Liste des tâches
(a) Reproduisez mot pour mot l'extrait de décision de justice, du début à la fin.
(b) Repérez dans les enregistrements chaque ligne qui contient la chaîne « flower », puis recopiez toutes ces lignes.

Extrait du texte
════════

Rapporteur : Mme Anne MENASSEYRE

Commissaire du gouvernement : Mme HOGEDEZ

Avocat : SCP VIAL - PECH DE LACLAUSE - ESCALE - KNOEPFFLER


REPUBLIQUE FRANCAISE

AU NOM DU PEUPLE FRANCAIS

Vu la requête, enregistrée le 19 juillet 2010, présentée pour M. Serge B, demeurant au ..., par la SCP Vial - Pech de Laclause - Escale - Knoepffler ; M. B demande à la Cour :

1°) d'annuler l'article 6 du jugement n° 0902383 du 9 juin 2010 par lequel le tribunal administratif de Montpellier, après avoir solidairement condamné la société GRDF, la société de travaux Navarro Santos Sotranasa et la commune de Perpignan à lui payer la somme de 5 000 euros, assortie des intérêts légaux à compter du 2 juin 2009 et la somme de 1 000 euros au titre de l'article L. 761-1 du code de justice administrative et avoir statué sur les frais d'expertise et les appels en garantie, a rejeté le surplus de ses conclusions tendant à la condamnation solidaire de la société Gaz de France, de la société Sotranasa et de la commune de Perpignan à lui verser la somme de 18 397,82 euros, au titre des travaux de remise en état du talus bordant sa propriété et celle de 2 000 euros au titre du préjudice de jouissance ;

2°) de faire droit à ses conclusions de première instance et de porter la réparation de son préjudice de jouissance à la somme de 5 000 euros ;

3°) de mettre à la charge des intimées la somme de 2 500 euros au titre de l'article L. 761-1 du code de justice administrative ;

.........................................................................................................

════════

Enregistrements à utiliser
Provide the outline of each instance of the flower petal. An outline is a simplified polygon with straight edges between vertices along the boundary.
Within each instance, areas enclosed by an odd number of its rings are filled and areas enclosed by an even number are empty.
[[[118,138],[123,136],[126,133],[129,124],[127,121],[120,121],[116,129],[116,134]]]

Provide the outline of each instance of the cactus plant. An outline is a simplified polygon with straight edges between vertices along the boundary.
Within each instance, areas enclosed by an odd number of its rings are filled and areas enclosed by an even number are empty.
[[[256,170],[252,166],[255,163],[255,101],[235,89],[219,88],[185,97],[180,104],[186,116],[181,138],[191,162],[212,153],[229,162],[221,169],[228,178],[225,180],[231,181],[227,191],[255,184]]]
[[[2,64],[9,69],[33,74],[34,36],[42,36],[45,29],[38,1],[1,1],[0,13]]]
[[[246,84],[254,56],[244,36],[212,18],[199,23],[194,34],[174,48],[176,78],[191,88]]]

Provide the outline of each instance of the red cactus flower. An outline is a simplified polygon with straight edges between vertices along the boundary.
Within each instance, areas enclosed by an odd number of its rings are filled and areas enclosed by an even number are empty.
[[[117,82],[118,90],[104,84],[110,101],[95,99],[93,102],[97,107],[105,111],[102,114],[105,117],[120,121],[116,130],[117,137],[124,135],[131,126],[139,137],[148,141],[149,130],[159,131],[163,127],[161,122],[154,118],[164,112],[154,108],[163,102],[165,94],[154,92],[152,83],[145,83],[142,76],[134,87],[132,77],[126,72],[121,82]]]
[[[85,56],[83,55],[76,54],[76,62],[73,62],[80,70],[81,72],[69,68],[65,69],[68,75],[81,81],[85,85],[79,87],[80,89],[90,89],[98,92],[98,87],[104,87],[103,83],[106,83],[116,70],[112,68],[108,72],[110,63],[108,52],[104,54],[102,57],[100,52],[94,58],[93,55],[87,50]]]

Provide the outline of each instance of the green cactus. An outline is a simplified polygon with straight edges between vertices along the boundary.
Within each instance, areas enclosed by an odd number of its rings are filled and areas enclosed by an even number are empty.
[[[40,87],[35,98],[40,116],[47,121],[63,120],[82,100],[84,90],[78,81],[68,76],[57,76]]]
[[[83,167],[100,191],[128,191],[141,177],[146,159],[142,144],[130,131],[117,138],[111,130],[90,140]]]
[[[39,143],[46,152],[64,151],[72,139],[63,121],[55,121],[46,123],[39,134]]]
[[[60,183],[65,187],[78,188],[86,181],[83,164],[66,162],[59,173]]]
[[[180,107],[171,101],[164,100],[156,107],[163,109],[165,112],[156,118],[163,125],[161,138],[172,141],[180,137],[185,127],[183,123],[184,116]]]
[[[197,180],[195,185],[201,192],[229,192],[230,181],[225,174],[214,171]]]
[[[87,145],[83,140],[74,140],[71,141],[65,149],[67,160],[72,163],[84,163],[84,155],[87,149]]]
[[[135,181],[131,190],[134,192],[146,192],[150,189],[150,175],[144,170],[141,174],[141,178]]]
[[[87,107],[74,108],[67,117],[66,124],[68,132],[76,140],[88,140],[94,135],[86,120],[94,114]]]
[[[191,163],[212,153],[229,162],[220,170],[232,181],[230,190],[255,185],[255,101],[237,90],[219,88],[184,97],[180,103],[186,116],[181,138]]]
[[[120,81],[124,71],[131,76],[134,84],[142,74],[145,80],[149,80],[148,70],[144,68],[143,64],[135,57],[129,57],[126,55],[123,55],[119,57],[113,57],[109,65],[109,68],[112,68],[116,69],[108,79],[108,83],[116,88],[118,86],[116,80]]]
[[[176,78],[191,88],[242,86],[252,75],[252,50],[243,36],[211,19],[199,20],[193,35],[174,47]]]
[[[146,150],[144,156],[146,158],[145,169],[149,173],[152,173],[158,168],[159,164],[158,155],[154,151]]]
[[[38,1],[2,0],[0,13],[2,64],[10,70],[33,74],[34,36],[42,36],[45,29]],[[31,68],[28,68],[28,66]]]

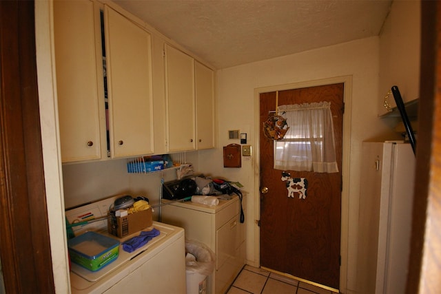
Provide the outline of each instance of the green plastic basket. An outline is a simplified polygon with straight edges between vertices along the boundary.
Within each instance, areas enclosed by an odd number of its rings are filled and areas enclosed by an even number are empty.
[[[96,271],[118,258],[120,242],[95,232],[87,232],[68,240],[70,260]]]

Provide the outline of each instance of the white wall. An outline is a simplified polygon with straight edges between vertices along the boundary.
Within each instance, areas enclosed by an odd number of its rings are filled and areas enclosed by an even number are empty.
[[[277,86],[294,83],[352,76],[351,123],[349,134],[344,138],[350,140],[350,151],[344,154],[350,158],[349,170],[344,176],[349,184],[349,219],[342,219],[342,248],[347,247],[347,277],[342,277],[340,286],[351,289],[355,282],[356,261],[356,224],[358,218],[358,196],[361,143],[368,139],[396,138],[391,133],[389,121],[377,117],[378,79],[378,38],[371,37],[320,48],[300,54],[266,60],[219,70],[217,72],[217,98],[218,116],[218,146],[216,149],[200,151],[201,170],[209,170],[230,180],[238,180],[249,192],[247,203],[247,262],[258,265],[258,240],[255,233],[254,220],[258,218],[259,193],[256,191],[255,177],[258,175],[256,163],[258,154],[243,157],[242,168],[223,168],[223,146],[239,143],[228,138],[228,130],[240,129],[248,134],[248,143],[256,149],[258,142],[258,129],[255,129],[255,113],[258,104],[255,103],[254,90],[263,87]],[[345,116],[347,116],[345,115]],[[344,159],[345,160],[345,159]],[[344,182],[345,185],[345,182]],[[347,184],[348,185],[348,184]],[[346,237],[346,238],[345,238]],[[258,243],[258,244],[256,244]],[[346,289],[342,288],[346,292]]]

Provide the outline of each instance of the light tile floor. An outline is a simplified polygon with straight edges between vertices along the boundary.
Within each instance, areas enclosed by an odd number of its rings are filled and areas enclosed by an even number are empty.
[[[303,282],[245,265],[227,294],[335,294]]]

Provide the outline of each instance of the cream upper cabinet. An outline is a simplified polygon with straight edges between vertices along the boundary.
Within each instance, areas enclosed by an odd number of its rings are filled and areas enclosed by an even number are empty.
[[[99,17],[99,16],[98,17]],[[97,160],[105,125],[102,72],[97,59],[94,3],[54,2],[54,48],[61,159],[63,162]],[[99,21],[99,19],[98,19]],[[101,62],[101,60],[100,60]],[[104,134],[105,136],[105,134]],[[103,137],[104,139],[105,137]]]
[[[194,60],[165,45],[167,150],[194,150]]]
[[[380,36],[380,80],[378,114],[396,106],[393,95],[387,95],[393,85],[398,87],[404,103],[419,97],[420,3],[393,1]],[[388,97],[387,97],[388,96]]]
[[[152,154],[150,34],[107,6],[104,23],[111,157]]]
[[[214,147],[214,73],[194,61],[196,149]]]

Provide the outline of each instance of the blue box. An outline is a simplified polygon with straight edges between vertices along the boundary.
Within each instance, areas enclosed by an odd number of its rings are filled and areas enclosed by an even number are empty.
[[[127,171],[129,173],[150,173],[164,169],[164,161],[132,161],[127,164]]]

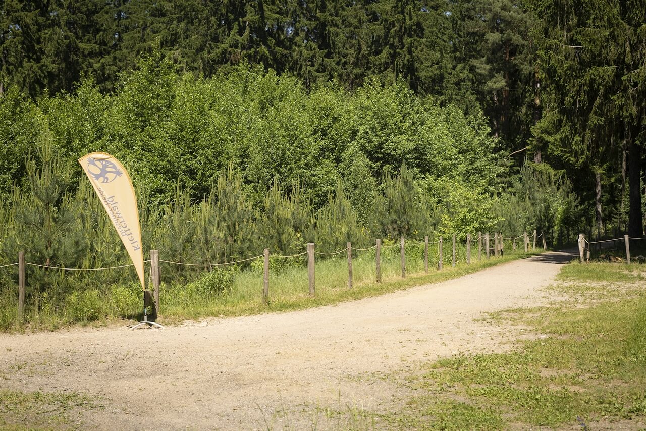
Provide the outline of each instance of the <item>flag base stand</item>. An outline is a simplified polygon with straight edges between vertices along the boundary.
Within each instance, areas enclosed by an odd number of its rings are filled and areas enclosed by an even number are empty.
[[[148,300],[149,299],[151,299],[151,298],[147,297],[147,296],[149,297],[149,295],[150,295],[150,293],[148,292],[147,290],[144,290],[143,291],[143,322],[140,322],[139,323],[138,323],[135,326],[130,327],[130,329],[131,330],[134,330],[136,328],[139,328],[140,326],[143,326],[143,325],[148,325],[147,327],[149,328],[155,328],[160,329],[160,330],[163,330],[163,326],[162,326],[160,324],[157,323],[156,322],[149,322],[148,321],[148,312],[147,312],[147,310],[148,309],[146,307],[146,306],[149,303]]]
[[[160,324],[157,323],[156,322],[149,322],[148,321],[148,316],[147,316],[146,315],[143,315],[143,322],[140,322],[139,323],[138,323],[135,326],[130,327],[130,330],[134,330],[135,328],[139,328],[140,326],[141,326],[142,325],[148,325],[148,328],[158,328],[158,329],[160,329],[160,330],[163,330],[163,326],[162,326]]]

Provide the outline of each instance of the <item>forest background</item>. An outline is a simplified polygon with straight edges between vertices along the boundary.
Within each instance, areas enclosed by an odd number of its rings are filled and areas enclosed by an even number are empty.
[[[645,14],[5,0],[0,264],[127,263],[76,162],[94,151],[130,171],[146,251],[179,262],[494,230],[642,237]],[[30,276],[36,309],[64,284],[48,274]]]

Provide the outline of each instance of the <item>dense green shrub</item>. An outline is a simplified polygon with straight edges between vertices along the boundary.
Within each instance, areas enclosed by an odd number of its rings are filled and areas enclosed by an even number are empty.
[[[65,317],[70,322],[92,322],[106,315],[105,300],[98,291],[88,289],[72,292],[65,298]]]
[[[233,267],[216,268],[205,271],[191,284],[195,291],[203,298],[226,295],[231,291],[233,277],[236,271],[236,268]]]
[[[141,312],[143,301],[139,283],[113,284],[110,289],[112,311],[118,317],[129,319]]]

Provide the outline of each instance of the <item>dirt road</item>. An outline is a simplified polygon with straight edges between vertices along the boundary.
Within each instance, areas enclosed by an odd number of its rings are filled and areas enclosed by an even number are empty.
[[[104,406],[98,429],[302,429],[321,408],[379,410],[401,390],[371,376],[517,334],[474,321],[534,306],[571,255],[550,253],[440,284],[295,312],[163,330],[80,328],[0,335],[2,387],[75,391]]]

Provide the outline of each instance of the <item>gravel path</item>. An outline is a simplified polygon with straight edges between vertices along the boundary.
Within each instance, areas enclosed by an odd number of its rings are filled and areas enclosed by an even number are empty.
[[[516,335],[474,319],[544,304],[541,288],[572,258],[545,253],[379,297],[164,330],[0,335],[0,381],[96,397],[105,408],[83,418],[98,429],[320,429],[324,407],[401,401],[374,376],[504,349]]]

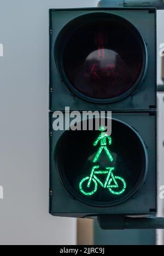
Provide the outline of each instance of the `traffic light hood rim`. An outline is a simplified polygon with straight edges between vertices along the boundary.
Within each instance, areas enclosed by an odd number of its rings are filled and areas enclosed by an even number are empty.
[[[65,49],[67,43],[68,42],[69,39],[71,37],[73,33],[78,30],[79,27],[82,27],[83,26],[85,25],[85,24],[86,24],[88,22],[91,21],[93,16],[97,16],[98,19],[102,17],[113,17],[117,19],[118,20],[119,19],[120,20],[124,21],[124,23],[128,28],[132,28],[133,30],[134,30],[135,33],[133,32],[133,33],[135,36],[136,37],[137,37],[138,38],[138,42],[140,43],[143,53],[143,60],[140,73],[136,82],[134,82],[134,84],[130,89],[127,90],[124,93],[120,95],[119,96],[107,99],[98,99],[97,98],[93,98],[87,96],[82,92],[80,92],[73,86],[67,77],[66,72],[65,71],[65,67],[63,62],[63,57]],[[78,25],[77,25],[77,23],[79,24]],[[75,28],[74,28],[75,26]],[[70,31],[71,31],[71,32],[70,32]],[[69,36],[67,36],[67,39],[66,40],[66,37],[65,37],[65,35],[67,33],[67,34],[69,34]],[[62,38],[65,38],[65,40],[62,39]],[[62,44],[61,43],[61,42],[62,42]],[[99,10],[98,10],[98,11],[97,11],[93,13],[80,15],[78,18],[74,19],[63,27],[63,28],[61,30],[55,42],[54,57],[58,71],[60,74],[61,79],[64,82],[65,85],[66,86],[66,88],[68,88],[71,91],[71,92],[73,92],[75,95],[82,98],[83,100],[85,100],[92,103],[99,104],[107,104],[115,102],[121,100],[133,93],[134,91],[137,90],[139,86],[142,86],[142,83],[146,75],[148,67],[148,53],[147,47],[143,36],[139,32],[137,28],[134,26],[133,24],[132,24],[130,21],[125,19],[124,18],[108,12],[103,11],[102,13]]]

════════

Les réponses
(a)
Rapporteur : Mme Anne MENASSEYRE

Commissaire du gouvernement : Mme HOGEDEZ

Avocat : SCP VIAL - PECH DE LACLAUSE - ESCALE - KNOEPFFLER


REPUBLIQUE FRANCAISE

AU NOM DU PEUPLE FRANCAIS

Vu la requête, enregistrée le 19 juillet 2010, présentée pour M. Serge B, demeurant au ..., par la SCP Vial - Pech de Laclause - Escale - Knoepffler ; M. B demande à la Cour :

1°) d'annuler l'article 6 du jugement n° 0902383 du 9 juin 2010 par lequel le tribunal administratif de Montpellier, après avoir solidairement condamné la société GRDF, la société de travaux Navarro Santos Sotranasa et la commune de Perpignan à lui payer la somme de 5 000 euros, assortie des intérêts légaux à compter du 2 juin 2009 et la somme de 1 000 euros au titre de l'article L. 761-1 du code de justice administrative et avoir statué sur les frais d'expertise et les appels en garantie, a rejeté le surplus de ses conclusions tendant à la condamnation solidaire de la société Gaz de France, de la société Sotranasa et de la commune de Perpignan à lui verser la somme de 18 397,82 euros, au titre des travaux de remise en état du talus bordant sa propriété et celle de 2 000 euros au titre du préjudice de jouissance ;

2°) de faire droit à ses conclusions de première instance et de porter la réparation de son préjudice de jouissance à la somme de 5 000 euros ;

3°) de mettre à la charge des intimées la somme de 2 500 euros au titre de l'article L. 761-1 du code de justice administrative ;

.........................................................................................................

(b)
Provide the outline of each instance of the flower petal. An outline is a simplified polygon with straight edges between vertices along the boundary.
Provide the outline of each instance of the red cactus flower. An outline is a simplified polygon with straight edges between vertices along the boundary.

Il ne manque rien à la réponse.